A faithful transcription of all the data is required.

Saved entries
= = = = = = =

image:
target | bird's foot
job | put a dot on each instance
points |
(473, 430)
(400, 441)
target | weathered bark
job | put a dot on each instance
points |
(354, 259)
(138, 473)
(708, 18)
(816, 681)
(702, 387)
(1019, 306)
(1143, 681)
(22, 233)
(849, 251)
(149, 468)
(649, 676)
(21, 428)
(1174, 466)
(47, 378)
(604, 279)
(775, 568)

= = = = = = =

THE SOLUTION »
image:
target | bird's foot
job | put a dot on each instance
points |
(473, 430)
(400, 441)
target | weathered bark
job | put a dot on each instance
points |
(354, 259)
(138, 473)
(708, 18)
(816, 681)
(702, 387)
(1019, 306)
(1143, 681)
(22, 233)
(849, 251)
(149, 468)
(649, 676)
(21, 428)
(1174, 466)
(47, 378)
(604, 279)
(775, 568)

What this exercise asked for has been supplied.